YOUR GOAL: What is needed is an exact copy of the whole listing below, with no pictures.

RECORDS FOR PROCESSING:
__________

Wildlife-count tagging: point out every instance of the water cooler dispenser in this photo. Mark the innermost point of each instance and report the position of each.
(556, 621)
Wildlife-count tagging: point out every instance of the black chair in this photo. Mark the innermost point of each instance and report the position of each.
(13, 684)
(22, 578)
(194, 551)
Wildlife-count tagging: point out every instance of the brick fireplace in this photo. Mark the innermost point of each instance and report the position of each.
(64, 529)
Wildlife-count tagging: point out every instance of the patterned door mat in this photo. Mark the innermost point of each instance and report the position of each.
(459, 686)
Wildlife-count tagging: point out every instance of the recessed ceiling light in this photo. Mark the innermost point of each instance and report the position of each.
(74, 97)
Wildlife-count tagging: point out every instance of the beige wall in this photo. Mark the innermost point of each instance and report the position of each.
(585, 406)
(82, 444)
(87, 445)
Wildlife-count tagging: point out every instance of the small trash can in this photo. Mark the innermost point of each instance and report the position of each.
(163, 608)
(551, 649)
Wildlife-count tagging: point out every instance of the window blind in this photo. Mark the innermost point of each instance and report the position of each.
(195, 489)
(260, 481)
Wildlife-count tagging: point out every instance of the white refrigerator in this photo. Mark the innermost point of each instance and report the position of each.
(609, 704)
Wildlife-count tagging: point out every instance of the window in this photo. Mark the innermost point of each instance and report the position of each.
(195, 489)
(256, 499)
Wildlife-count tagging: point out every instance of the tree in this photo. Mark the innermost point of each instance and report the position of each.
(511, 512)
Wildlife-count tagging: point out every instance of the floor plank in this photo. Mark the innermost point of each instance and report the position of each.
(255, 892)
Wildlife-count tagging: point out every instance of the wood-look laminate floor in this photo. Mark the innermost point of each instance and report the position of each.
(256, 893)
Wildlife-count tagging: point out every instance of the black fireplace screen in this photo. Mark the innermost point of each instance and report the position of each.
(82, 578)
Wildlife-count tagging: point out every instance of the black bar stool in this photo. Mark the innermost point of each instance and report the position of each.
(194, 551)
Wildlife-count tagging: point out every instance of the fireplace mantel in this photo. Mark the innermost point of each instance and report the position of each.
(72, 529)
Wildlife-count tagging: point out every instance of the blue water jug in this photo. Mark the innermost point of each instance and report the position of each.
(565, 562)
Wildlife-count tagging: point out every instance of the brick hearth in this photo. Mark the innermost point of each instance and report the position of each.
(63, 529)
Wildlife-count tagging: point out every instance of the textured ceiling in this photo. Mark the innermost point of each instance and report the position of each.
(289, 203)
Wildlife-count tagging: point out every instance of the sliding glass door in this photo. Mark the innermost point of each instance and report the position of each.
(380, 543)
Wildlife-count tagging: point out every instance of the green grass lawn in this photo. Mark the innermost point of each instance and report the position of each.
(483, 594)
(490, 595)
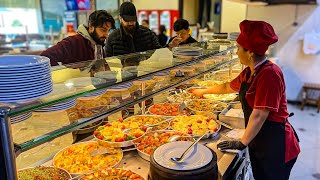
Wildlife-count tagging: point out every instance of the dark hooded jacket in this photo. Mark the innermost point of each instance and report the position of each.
(120, 42)
(72, 49)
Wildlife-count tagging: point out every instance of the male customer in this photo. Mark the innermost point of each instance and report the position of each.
(81, 47)
(130, 37)
(181, 28)
(145, 23)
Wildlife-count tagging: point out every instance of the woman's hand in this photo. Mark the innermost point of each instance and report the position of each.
(175, 42)
(199, 92)
(224, 145)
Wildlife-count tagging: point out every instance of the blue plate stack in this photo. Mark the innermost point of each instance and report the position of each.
(20, 118)
(24, 78)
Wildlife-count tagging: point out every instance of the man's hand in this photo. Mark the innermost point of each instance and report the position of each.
(175, 42)
(198, 92)
(231, 145)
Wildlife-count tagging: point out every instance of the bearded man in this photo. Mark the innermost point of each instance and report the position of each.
(82, 46)
(130, 37)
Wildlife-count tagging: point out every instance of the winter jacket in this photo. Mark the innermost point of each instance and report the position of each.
(72, 49)
(119, 42)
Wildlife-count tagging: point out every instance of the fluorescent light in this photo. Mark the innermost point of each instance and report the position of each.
(247, 2)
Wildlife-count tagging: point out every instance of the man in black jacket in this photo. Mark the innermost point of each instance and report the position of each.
(181, 27)
(130, 37)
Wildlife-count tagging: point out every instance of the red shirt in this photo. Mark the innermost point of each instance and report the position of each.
(267, 92)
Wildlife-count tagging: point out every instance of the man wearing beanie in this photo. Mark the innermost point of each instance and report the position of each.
(130, 37)
(272, 142)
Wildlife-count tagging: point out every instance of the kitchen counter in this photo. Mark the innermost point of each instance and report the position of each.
(228, 163)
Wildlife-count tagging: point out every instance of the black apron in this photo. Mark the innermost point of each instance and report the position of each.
(267, 149)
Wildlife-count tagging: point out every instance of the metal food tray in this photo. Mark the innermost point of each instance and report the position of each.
(86, 142)
(146, 156)
(193, 111)
(235, 122)
(152, 115)
(208, 136)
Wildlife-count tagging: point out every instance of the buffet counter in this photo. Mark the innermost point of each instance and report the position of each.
(230, 165)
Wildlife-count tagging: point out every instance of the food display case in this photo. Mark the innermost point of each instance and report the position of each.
(52, 123)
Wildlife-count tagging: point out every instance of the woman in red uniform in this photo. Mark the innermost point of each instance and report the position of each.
(272, 141)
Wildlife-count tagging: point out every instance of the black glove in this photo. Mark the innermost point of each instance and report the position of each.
(231, 145)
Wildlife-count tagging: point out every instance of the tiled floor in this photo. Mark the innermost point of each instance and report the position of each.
(307, 125)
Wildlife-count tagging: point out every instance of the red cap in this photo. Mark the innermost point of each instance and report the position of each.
(256, 36)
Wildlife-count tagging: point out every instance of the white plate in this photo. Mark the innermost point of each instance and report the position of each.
(67, 103)
(26, 83)
(106, 75)
(17, 61)
(93, 94)
(84, 82)
(25, 75)
(59, 91)
(198, 157)
(187, 49)
(121, 86)
(25, 98)
(163, 73)
(57, 108)
(21, 117)
(20, 92)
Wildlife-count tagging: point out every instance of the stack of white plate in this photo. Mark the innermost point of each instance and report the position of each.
(187, 51)
(96, 93)
(87, 83)
(162, 73)
(232, 36)
(24, 78)
(121, 86)
(59, 107)
(20, 118)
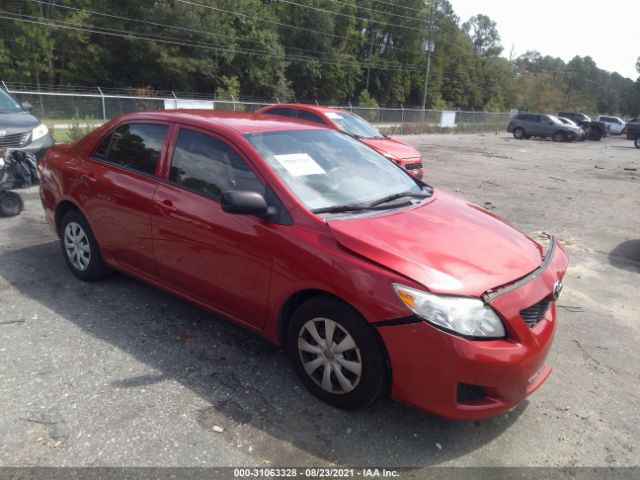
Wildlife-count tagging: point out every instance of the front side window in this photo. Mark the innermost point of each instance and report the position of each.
(353, 125)
(8, 104)
(209, 166)
(136, 146)
(325, 168)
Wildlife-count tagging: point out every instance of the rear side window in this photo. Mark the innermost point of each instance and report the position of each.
(310, 117)
(136, 146)
(209, 166)
(282, 112)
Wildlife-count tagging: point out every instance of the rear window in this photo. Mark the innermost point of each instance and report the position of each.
(135, 146)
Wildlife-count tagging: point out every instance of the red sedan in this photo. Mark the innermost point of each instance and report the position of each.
(395, 150)
(372, 280)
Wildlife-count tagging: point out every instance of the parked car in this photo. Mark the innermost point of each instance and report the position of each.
(616, 124)
(526, 125)
(581, 133)
(19, 130)
(633, 131)
(395, 150)
(372, 280)
(594, 129)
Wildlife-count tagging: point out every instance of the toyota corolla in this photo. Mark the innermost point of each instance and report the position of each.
(374, 282)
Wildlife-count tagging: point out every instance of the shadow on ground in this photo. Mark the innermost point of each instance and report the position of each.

__________

ANSWER TO THIS PROBLEM:
Wildlife-count tagging: point out every instance of the water cooler dispenser in this photo. Mark the innermost point of each instance and report the position of each.
(556, 621)
Wildlife-count tagging: point out every instance of the black chair in this photo. Mark the innermost point of each instance and report the position of each.
(13, 684)
(22, 578)
(194, 551)
Wildlife-count tagging: point out every instance of the brick fireplace in this photo. Mark the innermost point of each instance and report the position of each.
(64, 529)
Wildlife-count tagging: point out every instance of the patterned door mat in this photo. Mark the innermost point of each instance and report the position of each.
(459, 686)
Wildlife-count tagging: point out every instance of the recessed ceiling light in this photo. Mark the innermost point of each instance and report the position of each.
(74, 97)
Wildlife-count tagging: point out every instance of the beige wall in this photo. Mark the innermost point of each instance and report the position of each.
(585, 406)
(82, 444)
(87, 445)
Wildlife-count tagging: point out every instance of the small trash can in this photo. Mark the innermost point of each instance and report the position of each.
(163, 608)
(551, 649)
Wildlife-count tagging: point out every instance of the window blind in this photo. Mark the innermost point of each instance and report the position of each.
(195, 489)
(260, 481)
Wildlife-count tagging: point out every instance of the white refrigerator in this photo. Mark the innermost point of each instance and report the position of each.
(609, 704)
Wildlife-count tagging: point out every instance of the window in this photo. Mark the innermost point of each instance and report the position of each.
(195, 489)
(256, 499)
Wildlife-count tagging: point out every instance of the tree in this photo. Mark the innermost point of each instance and report the position of each.
(511, 512)
Wildlife-count tagging: point out every instance of the floor plank in this photo. Mark the innermost point of each instance and report the position of each.
(255, 892)
Wildlife-count tagging: point out every instance of the wood-look laminate floor in this photo. Mark the innermost point of each instance and report the position of each.
(256, 893)
Wildlife-count tagging: point out every instance of the black fireplace screen in this photo. Mark the innermost point of each instance and report the position of each.
(82, 578)
Wildlife-count tagging: point out every instance of the black bar stool in this photo. Mark the innermost point of each instance and report the position of each.
(194, 551)
Wildlife-count tagging: point out every instance of the fireplace mantel in this photo. Mark the innermost point of each instance and report the position of each.
(72, 529)
Wildlife-count tagging: point out every instance of the blue water jug in this photo. Mark the innermost point of each instance and report the position of each.
(565, 562)
Wildlife-count tagging: point out every instance of the brick hearth in this photo. Mark the innermost point of each instance and report the position of each.
(63, 529)
Wildlife-count tagging: point out every instance of the textured ceiling in this photo. Mark the innermost point of each instance and report the position of each.
(289, 203)
Wildlife-count tagging: point out every instance of the sliding glass door in this photo. Mark the innermost point of each instance and report the position of each.
(380, 543)
Wildlife-count tagging: point out every instance of the green grass lawn in this photo. Mark the innermost point of each instance and report the position of each.
(483, 594)
(490, 595)
Wildlife-count tagging: point out every instance of the dark hooded jacket in this photo. Mark the innermost point of each instance and report the position of each.
(120, 42)
(72, 49)
Wildlife-count tagging: point out every instance of the male customer in this photo. Mark the innermost point of each instance and report the position of each.
(81, 47)
(130, 37)
(181, 28)
(145, 23)
Wildlife-count tagging: point out every instance of the woman's hand in this photo. Mark the innermost point of each instance and report the position of each.
(175, 42)
(199, 92)
(224, 145)
Wildlife-count tagging: point out every instance of the blue plate stack in this photo. Mark the innermost point of each instance and report the position of each.
(20, 118)
(24, 78)
Wildlife-count tagging: point out every instance of the man's hand in this photo. Mark the innermost point of each instance and report the position of each.
(175, 42)
(198, 92)
(231, 145)
Wildlife-count tagging: point out every instance of the bearded man in this photo. Mark the innermost point of each instance and report the position of each.
(82, 46)
(130, 37)
Wildlife-count tagging: point out every instance of the winter jacket in this photo. Mark the innermost point of each instance and report the position of each.
(72, 49)
(119, 42)
Wildlife-count tagging: point out every instance of the fluorescent light in this photo. Mark the innermost point of each instance and report the position of each.
(247, 2)
Wildlife-count tagging: point out every instance of the man in black jacket in this photo. Mark the innermost point of each instance and report the position of each.
(181, 27)
(130, 37)
Wildlife-count tagging: point out every instance of the red shirt in this photo. Mark the innermost point of each instance and report the position of each.
(267, 92)
Wildlife-count tagging: point out every instance of the man wearing beanie in this photo. Mark the innermost point of each instance and report the position of each.
(130, 37)
(272, 142)
Wildlife-count tagging: point out every instance of the kitchen counter in this photo. Mark the innermost point of each instance and report the position of each.
(228, 163)
Wildlife-count tagging: point out every instance of the black apron in this photo. Mark the innermost point of each instance and report the position of each.
(267, 149)
Wildlife-count tagging: point out every instance of the metal food tray in this photo. Mark the innermost point of each instance and report the position of each.
(86, 142)
(146, 156)
(193, 111)
(235, 122)
(152, 115)
(208, 136)
Wildlife-count tagging: point out every instance of the buffet counter in this photo. Mark the innermost point of each instance and report the position of each.
(230, 165)
Wildlife-count tagging: point out every instance of the food display case in this photo. Mark the innermost point of each instance and report the position of each.
(52, 123)
Wildlife-count tagging: point out every instance of the woman in red uniform in this photo. Mark the innermost point of each instance and report the position of each.
(272, 141)
Wildlife-count tagging: point out every instance of the black glove in this photo. Mark the innermost point of each instance and report the position of each.
(231, 145)
Wildlife-count tagging: point out every instance of the tiled floor in this photo. Mark the innermost point of each instance and report the position of each.
(307, 125)
Wildlife-count tagging: point out every instance of the red cap in this photo. Mark the innermost point of each instance and report the position of each.
(256, 36)
Wildlife-count tagging: point out every instance of the white plate in this photo. Mark the innermost point of each instance and report the position of each.
(67, 103)
(26, 83)
(106, 75)
(17, 61)
(93, 94)
(84, 82)
(25, 75)
(59, 91)
(198, 157)
(187, 49)
(121, 86)
(25, 98)
(163, 73)
(57, 108)
(21, 117)
(20, 92)
Wildlife-count tagging: point out every instance of the stack of white plate in this photo. Mark the innermost point of each instance and report the position of each.
(187, 51)
(96, 93)
(87, 83)
(162, 73)
(232, 36)
(24, 78)
(121, 86)
(59, 107)
(20, 118)
Wildlife-count tagging: point out every instance of the front side window in this photo. Mark the innermost point of each instance and report the position of each.
(353, 125)
(8, 104)
(209, 166)
(136, 146)
(325, 168)
Wildlife-count tagging: point out every instance of the rear side window in this photo. Mark the innermost point of each instance and report the position of each.
(310, 117)
(136, 146)
(209, 166)
(282, 112)
Wildlife-count tagging: point out every instance of the rear window in this photo. Mark the innermost point of each instance and report the position of each.
(135, 146)
Wildlife-count tagging: point out every instance of the red sedan in this photo. Mark the innermost point of each instance and report the position of each.
(395, 150)
(372, 280)
Wildlife-count tagging: point out every instance of the parked car in this photo. Mark the innermost point of each instance and report the position of each.
(616, 124)
(526, 125)
(581, 133)
(19, 130)
(633, 131)
(395, 150)
(372, 280)
(594, 129)
Wildlife-count tagging: point out every instance of the toyota corolla in this photo. Mark the innermost point of each instance and report the position of each.
(374, 282)
Wildlife-count tagging: point out every instance of the shadow on ground in this photo. Mark the innermost point of each instance and report the position of each.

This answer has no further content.